- What is expected -
Begin at the line that contains "the man's smile" and stop at the end of the data. Write out every line in that range, requests included, with each point coordinate in the answers shifted by -124.

- Raw data -
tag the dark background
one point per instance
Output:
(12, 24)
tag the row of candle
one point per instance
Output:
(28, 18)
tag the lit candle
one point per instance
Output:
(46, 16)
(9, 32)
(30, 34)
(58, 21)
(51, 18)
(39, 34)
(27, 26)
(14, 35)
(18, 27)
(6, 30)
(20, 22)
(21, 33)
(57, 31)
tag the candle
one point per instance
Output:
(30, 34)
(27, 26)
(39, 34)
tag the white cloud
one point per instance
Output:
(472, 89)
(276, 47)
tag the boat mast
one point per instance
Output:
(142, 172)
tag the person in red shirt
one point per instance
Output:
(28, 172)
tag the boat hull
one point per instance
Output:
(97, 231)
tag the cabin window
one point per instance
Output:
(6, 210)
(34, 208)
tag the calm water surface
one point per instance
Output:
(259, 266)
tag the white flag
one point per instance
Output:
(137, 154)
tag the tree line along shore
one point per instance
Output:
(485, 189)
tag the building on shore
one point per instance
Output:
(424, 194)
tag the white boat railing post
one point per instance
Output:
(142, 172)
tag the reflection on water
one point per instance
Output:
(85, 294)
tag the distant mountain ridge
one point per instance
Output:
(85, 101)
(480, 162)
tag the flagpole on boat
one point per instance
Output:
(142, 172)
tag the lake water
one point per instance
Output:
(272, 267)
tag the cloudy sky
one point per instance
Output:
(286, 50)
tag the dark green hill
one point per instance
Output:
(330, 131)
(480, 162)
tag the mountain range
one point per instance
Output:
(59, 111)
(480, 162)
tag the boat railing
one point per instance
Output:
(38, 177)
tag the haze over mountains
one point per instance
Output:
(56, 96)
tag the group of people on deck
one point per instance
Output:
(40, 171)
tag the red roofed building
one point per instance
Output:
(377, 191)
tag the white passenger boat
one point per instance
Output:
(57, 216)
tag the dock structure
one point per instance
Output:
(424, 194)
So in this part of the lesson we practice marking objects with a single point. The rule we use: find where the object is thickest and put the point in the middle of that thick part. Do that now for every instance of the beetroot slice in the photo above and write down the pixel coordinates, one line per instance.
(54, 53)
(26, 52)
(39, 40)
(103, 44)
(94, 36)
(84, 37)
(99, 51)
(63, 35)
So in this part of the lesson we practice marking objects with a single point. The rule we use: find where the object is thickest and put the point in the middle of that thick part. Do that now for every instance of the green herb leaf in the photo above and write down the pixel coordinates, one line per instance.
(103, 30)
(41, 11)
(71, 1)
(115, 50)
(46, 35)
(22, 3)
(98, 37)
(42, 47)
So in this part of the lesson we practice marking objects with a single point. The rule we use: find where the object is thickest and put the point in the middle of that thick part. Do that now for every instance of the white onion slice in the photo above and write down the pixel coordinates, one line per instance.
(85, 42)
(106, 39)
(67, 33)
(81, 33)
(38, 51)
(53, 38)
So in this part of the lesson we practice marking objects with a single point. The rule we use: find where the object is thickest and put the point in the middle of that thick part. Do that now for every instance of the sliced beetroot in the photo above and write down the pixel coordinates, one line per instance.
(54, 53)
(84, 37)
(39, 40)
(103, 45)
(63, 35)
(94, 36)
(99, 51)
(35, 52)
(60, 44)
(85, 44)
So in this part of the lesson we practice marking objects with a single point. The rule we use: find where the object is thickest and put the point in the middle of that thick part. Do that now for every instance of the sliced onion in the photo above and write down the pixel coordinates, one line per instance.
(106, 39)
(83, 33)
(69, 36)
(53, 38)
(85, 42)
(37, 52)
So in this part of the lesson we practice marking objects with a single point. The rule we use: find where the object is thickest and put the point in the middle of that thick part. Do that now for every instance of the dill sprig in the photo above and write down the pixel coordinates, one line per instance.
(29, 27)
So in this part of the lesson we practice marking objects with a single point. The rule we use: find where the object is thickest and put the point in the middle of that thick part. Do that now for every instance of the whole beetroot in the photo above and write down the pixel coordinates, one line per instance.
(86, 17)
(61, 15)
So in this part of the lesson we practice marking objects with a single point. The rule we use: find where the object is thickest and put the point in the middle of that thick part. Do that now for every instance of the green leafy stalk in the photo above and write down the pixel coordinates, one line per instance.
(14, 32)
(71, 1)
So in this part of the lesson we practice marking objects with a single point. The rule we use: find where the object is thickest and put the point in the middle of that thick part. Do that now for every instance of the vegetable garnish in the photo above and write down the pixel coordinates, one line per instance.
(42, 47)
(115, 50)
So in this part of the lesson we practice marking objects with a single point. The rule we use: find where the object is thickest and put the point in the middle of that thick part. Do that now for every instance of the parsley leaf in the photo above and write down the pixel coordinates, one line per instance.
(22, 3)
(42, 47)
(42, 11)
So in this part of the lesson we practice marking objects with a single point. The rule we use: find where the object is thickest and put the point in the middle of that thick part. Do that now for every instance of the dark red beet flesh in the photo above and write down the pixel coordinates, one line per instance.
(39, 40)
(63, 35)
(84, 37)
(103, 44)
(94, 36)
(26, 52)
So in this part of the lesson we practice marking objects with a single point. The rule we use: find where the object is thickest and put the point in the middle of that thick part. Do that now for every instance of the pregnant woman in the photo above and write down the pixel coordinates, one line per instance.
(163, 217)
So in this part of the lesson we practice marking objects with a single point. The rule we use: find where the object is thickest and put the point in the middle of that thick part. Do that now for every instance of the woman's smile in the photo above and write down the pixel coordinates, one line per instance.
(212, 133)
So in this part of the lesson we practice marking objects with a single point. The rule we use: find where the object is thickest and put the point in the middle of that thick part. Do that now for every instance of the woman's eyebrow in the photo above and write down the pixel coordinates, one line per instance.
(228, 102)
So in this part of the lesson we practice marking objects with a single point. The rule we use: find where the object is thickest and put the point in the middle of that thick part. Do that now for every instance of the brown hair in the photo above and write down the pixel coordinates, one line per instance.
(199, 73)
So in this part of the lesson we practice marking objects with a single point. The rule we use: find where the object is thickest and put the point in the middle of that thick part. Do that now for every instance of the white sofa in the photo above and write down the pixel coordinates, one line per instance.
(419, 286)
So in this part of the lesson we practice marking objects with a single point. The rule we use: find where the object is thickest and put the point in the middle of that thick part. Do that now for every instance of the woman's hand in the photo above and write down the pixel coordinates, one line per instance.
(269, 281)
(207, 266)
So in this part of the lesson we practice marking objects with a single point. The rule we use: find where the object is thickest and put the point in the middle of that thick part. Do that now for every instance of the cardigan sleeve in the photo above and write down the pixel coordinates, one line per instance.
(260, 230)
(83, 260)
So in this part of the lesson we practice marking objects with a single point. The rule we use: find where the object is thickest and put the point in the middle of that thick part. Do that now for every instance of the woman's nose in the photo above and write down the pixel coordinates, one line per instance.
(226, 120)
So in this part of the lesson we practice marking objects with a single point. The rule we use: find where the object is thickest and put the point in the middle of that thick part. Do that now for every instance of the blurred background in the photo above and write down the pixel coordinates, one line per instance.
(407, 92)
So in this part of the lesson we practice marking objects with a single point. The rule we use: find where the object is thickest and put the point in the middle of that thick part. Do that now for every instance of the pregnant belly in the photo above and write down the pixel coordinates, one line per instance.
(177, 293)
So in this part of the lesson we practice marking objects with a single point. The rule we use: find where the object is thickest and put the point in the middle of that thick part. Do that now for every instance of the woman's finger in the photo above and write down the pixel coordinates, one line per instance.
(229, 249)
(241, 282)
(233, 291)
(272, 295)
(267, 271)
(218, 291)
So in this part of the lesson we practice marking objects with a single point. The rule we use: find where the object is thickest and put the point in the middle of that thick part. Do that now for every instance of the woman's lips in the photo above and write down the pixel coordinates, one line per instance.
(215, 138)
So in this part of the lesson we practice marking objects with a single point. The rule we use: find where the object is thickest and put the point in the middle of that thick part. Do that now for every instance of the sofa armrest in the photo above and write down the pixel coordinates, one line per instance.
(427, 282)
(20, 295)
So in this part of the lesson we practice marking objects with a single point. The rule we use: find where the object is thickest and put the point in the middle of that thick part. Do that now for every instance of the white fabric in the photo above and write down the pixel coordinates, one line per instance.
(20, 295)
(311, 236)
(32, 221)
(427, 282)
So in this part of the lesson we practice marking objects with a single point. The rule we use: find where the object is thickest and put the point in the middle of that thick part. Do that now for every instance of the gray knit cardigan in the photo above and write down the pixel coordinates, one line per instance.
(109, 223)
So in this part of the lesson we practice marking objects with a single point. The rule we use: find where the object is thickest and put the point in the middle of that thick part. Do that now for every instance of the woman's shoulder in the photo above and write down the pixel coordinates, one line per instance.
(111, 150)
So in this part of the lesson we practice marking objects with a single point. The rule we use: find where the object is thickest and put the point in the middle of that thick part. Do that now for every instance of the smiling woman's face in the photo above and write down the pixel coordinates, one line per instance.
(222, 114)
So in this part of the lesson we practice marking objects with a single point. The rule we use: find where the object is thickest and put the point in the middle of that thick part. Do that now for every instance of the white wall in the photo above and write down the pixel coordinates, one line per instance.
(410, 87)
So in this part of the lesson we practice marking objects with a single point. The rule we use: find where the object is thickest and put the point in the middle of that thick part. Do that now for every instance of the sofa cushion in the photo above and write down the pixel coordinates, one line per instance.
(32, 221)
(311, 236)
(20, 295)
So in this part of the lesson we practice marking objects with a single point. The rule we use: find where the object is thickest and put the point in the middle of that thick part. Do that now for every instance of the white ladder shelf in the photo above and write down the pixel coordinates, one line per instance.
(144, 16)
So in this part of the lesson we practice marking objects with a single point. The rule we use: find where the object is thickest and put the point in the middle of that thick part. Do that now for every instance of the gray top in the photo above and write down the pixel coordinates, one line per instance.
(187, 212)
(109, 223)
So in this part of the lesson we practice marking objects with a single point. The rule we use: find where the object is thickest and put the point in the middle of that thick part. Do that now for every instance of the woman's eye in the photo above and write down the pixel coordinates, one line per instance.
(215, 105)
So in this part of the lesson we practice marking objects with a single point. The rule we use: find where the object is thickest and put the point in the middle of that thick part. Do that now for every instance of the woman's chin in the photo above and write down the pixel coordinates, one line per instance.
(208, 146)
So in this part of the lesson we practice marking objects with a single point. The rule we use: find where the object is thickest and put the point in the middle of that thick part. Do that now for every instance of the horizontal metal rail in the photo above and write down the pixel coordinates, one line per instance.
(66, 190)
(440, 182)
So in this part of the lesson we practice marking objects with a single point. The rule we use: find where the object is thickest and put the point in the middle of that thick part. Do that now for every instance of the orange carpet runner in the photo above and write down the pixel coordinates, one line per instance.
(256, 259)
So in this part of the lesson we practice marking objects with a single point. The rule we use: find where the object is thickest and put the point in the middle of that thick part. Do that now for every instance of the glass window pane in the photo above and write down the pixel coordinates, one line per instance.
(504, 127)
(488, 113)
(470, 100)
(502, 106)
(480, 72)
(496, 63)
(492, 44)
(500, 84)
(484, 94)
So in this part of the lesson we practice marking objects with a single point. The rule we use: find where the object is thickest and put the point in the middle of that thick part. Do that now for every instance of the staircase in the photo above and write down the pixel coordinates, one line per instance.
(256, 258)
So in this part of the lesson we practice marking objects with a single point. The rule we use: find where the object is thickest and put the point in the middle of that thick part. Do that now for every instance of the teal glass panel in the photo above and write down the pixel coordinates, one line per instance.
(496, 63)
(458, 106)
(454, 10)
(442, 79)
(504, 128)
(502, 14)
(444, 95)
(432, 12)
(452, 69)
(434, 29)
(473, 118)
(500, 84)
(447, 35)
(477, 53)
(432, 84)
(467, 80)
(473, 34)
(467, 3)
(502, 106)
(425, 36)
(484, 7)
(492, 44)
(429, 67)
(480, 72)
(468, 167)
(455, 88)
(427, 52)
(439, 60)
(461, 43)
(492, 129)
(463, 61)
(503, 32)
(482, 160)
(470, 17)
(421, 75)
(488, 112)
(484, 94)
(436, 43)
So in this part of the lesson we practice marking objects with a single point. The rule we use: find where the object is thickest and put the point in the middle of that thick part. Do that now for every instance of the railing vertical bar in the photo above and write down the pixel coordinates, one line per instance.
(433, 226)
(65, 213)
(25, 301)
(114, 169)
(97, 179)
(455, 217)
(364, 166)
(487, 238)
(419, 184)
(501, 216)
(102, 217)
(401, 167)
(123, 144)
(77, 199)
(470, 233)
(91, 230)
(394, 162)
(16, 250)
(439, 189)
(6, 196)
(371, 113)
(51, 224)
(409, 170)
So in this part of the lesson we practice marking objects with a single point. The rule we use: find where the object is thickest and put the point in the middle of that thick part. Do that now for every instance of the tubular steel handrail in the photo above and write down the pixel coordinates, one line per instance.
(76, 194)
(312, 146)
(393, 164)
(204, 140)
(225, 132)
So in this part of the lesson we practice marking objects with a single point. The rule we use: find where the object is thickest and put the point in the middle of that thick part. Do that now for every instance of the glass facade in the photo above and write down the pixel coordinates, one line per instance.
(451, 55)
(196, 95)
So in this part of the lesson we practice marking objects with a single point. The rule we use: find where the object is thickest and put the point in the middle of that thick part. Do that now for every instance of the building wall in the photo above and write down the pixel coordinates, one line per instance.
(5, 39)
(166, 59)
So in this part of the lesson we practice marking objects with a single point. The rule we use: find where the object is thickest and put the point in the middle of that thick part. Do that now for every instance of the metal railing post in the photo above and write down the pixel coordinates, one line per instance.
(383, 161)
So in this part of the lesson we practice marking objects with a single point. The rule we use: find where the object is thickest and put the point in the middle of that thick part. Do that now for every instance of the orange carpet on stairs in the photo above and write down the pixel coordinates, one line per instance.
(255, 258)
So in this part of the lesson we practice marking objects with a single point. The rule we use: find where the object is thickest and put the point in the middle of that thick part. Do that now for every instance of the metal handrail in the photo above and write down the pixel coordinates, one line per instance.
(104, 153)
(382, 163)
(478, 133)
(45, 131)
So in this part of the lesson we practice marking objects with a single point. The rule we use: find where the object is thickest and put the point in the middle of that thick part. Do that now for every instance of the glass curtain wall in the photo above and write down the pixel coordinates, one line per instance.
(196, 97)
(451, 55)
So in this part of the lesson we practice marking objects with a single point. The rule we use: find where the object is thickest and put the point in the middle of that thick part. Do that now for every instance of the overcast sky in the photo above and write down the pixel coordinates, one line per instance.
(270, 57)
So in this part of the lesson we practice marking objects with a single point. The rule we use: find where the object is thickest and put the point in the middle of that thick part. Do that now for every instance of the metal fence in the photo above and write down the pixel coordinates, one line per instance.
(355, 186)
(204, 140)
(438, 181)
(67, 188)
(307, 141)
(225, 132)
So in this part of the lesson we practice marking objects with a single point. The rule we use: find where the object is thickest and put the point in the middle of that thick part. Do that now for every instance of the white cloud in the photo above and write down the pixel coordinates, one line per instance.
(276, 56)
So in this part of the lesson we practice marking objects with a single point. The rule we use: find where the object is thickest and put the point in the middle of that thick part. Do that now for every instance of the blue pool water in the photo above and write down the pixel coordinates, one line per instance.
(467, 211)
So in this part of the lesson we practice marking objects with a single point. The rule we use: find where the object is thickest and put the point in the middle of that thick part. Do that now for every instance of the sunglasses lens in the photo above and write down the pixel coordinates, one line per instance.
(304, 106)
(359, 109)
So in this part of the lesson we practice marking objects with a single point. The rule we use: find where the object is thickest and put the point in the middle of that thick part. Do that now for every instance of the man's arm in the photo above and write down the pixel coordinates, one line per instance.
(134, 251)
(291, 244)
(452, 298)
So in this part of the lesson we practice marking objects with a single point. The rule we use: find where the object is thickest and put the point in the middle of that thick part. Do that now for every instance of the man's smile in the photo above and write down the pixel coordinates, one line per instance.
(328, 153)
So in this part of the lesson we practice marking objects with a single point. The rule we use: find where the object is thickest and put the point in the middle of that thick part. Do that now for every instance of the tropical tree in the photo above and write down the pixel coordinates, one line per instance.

- Correct output -
So in this part of the lesson we practice marking objects with a single point. The rule we use: find where the object is thickest and put the point in the middle of that thick part. Do that now for every instance of the man's smile in the photo above and write down the pixel coordinates, one line per instance.
(204, 29)
So in this part of the lesson we practice marking objects with a single point. The rule we use: find where the object is thickest and put the point in the middle of that thick part. Do that now for every instance of the tropical tree in the photo above and write down the pixel coordinates, one line per instance.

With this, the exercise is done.